Directions:
In the records below, find the line holding "Query: tree trunk" and the line holding "the winter hat". Set down both, with every line between them, exactly.

Dataset records:
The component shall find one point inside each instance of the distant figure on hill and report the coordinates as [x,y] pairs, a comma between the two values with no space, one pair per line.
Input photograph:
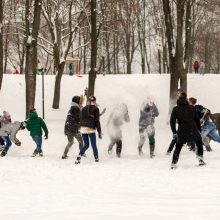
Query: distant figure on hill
[202,68]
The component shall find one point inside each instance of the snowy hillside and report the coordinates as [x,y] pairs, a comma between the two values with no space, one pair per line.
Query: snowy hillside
[128,188]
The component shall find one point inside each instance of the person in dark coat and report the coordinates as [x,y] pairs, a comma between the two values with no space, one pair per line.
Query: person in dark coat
[116,119]
[189,129]
[148,113]
[8,134]
[72,125]
[179,93]
[35,124]
[216,120]
[88,125]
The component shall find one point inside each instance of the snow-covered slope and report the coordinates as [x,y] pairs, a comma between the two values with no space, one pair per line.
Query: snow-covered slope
[131,187]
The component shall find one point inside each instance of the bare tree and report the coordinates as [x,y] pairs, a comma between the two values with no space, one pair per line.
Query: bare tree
[1,42]
[32,28]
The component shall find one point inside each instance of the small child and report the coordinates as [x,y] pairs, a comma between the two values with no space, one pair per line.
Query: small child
[4,119]
[8,134]
[35,125]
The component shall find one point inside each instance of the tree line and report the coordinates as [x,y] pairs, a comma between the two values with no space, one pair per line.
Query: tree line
[110,37]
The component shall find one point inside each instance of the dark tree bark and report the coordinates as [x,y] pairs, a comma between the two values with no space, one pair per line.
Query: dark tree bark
[31,52]
[93,70]
[1,43]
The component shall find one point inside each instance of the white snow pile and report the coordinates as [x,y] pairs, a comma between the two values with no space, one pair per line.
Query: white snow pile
[128,188]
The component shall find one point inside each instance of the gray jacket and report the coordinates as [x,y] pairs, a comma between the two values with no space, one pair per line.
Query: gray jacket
[10,129]
[147,115]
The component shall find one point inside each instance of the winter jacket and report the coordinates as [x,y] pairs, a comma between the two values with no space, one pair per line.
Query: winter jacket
[11,130]
[90,117]
[216,120]
[72,123]
[188,121]
[4,121]
[35,125]
[116,119]
[203,113]
[147,115]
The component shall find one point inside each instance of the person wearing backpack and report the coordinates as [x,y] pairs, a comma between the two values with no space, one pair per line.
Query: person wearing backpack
[88,126]
[72,125]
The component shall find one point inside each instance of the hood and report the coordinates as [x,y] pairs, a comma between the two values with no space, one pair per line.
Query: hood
[182,101]
[33,115]
[74,104]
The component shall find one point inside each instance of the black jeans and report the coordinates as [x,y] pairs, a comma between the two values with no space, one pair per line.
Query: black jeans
[179,146]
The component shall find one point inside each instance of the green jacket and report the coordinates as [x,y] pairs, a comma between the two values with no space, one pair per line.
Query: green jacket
[35,125]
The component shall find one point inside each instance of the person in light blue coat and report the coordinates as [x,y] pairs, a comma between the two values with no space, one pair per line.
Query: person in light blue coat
[146,125]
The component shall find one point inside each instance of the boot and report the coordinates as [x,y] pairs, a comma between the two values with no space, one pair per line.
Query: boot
[41,153]
[78,159]
[208,148]
[152,146]
[201,162]
[34,153]
[64,156]
[118,148]
[173,166]
[3,153]
[96,159]
[140,152]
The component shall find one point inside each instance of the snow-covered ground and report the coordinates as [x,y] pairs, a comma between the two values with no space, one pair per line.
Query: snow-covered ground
[131,187]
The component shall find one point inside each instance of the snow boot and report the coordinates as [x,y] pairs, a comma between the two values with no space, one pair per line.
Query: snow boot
[168,153]
[201,162]
[3,153]
[173,166]
[64,156]
[208,148]
[140,152]
[78,159]
[96,159]
[34,153]
[152,146]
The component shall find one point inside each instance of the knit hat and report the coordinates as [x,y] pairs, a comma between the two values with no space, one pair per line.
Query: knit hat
[150,101]
[76,99]
[6,114]
[23,125]
[92,98]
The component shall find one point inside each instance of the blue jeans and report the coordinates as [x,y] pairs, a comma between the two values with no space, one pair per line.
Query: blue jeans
[209,129]
[92,138]
[38,141]
[7,143]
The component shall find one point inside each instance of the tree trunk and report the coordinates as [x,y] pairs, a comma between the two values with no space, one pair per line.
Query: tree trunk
[31,53]
[6,53]
[56,99]
[93,71]
[1,43]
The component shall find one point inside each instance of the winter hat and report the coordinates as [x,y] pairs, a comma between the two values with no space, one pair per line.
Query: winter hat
[150,101]
[76,99]
[23,125]
[92,98]
[6,114]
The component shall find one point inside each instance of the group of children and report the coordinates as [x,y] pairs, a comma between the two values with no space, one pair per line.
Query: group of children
[194,128]
[9,130]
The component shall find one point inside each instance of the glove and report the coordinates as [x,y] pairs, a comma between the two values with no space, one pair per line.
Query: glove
[174,136]
[18,143]
[100,135]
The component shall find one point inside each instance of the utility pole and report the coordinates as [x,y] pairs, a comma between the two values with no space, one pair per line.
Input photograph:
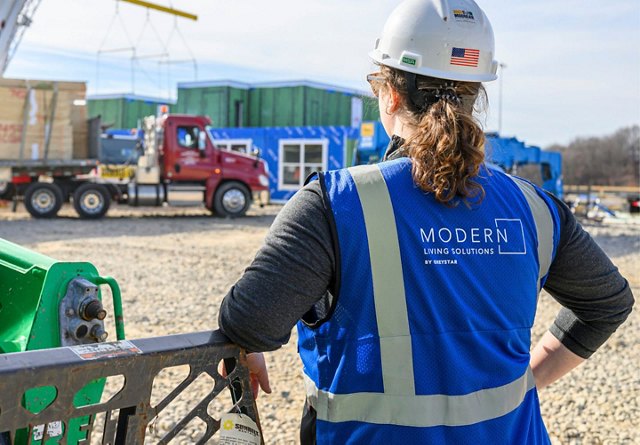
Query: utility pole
[502,67]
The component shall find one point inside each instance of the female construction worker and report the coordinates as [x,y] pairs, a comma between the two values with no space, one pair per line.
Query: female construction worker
[414,282]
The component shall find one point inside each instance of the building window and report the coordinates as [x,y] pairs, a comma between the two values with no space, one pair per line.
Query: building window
[240,145]
[188,137]
[298,159]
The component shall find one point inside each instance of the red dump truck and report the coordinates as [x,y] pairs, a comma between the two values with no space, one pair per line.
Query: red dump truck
[179,166]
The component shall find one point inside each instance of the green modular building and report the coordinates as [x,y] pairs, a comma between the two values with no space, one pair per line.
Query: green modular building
[232,104]
[124,110]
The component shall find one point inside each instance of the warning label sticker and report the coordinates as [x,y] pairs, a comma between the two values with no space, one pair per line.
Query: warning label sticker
[237,429]
[95,351]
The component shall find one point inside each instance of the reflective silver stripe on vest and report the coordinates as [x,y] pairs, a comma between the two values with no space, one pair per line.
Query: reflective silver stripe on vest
[388,283]
[544,226]
[420,410]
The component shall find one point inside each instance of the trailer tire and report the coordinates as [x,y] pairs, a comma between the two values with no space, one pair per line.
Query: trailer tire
[43,199]
[232,199]
[6,192]
[91,201]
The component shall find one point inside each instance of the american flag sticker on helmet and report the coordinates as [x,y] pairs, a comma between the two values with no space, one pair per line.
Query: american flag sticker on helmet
[464,57]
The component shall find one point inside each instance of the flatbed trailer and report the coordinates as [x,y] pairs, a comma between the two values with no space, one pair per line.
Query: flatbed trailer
[179,165]
[44,185]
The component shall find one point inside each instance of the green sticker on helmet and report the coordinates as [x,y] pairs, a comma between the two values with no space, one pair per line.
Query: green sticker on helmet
[409,60]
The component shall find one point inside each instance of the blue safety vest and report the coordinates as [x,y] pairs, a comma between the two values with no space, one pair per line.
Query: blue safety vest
[428,337]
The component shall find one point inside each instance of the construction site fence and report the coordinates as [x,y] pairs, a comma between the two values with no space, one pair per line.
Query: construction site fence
[129,415]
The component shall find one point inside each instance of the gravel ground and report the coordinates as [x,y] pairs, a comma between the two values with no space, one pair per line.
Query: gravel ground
[175,265]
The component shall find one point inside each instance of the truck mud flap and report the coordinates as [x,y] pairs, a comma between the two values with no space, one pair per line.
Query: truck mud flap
[130,415]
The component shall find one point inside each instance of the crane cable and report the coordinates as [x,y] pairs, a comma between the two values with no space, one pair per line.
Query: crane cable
[132,48]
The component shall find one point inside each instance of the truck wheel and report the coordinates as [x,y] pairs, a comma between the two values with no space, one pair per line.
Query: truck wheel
[91,201]
[231,199]
[43,199]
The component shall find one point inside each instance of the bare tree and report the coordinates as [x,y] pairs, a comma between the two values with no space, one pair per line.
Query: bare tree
[607,160]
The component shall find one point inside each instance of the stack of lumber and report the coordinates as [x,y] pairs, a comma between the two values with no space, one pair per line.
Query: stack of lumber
[26,111]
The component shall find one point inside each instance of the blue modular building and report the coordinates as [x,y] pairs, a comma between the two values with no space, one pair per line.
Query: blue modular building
[292,153]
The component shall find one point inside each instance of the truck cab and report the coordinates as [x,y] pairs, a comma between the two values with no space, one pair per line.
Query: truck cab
[182,166]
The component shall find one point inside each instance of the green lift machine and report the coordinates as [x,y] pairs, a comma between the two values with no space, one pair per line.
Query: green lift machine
[45,303]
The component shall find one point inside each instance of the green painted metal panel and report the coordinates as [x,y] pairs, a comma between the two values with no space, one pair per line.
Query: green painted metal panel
[31,288]
[110,111]
[272,106]
[122,112]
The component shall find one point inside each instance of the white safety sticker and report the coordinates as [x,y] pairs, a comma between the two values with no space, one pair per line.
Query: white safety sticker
[38,432]
[54,429]
[238,429]
[93,351]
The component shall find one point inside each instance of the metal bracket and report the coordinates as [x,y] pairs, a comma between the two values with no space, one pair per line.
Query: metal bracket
[81,314]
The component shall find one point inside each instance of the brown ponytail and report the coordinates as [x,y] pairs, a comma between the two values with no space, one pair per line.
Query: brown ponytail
[447,146]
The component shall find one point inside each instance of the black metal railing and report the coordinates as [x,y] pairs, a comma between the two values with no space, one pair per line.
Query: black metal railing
[128,416]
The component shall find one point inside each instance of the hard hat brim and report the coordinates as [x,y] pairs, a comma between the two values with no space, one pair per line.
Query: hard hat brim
[384,59]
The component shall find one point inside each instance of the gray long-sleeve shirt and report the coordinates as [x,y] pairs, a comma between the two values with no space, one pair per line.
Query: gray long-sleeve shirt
[297,265]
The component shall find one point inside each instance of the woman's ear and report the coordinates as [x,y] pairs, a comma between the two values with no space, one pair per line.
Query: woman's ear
[394,100]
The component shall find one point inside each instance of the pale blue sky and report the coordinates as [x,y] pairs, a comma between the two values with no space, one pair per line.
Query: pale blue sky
[573,67]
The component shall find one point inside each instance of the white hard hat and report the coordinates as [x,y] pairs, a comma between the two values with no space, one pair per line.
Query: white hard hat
[447,39]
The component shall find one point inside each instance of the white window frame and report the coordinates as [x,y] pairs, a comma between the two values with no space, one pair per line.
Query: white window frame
[225,144]
[300,142]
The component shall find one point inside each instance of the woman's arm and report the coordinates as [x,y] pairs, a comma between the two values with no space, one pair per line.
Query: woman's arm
[550,360]
[596,300]
[290,273]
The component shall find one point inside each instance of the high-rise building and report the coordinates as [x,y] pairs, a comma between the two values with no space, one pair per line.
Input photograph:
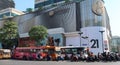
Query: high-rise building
[87,16]
[10,12]
[6,4]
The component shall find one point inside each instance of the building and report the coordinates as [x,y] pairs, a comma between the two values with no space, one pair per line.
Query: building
[47,3]
[115,44]
[6,4]
[88,16]
[9,12]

Exercise output:
Query: tree trunk
[31,53]
[6,53]
[56,99]
[93,71]
[1,43]
The component shall find one point inside each instance of the winter hat and report the coordinates as [x,y] pairs, a comma between the two values with no space, one pair per line.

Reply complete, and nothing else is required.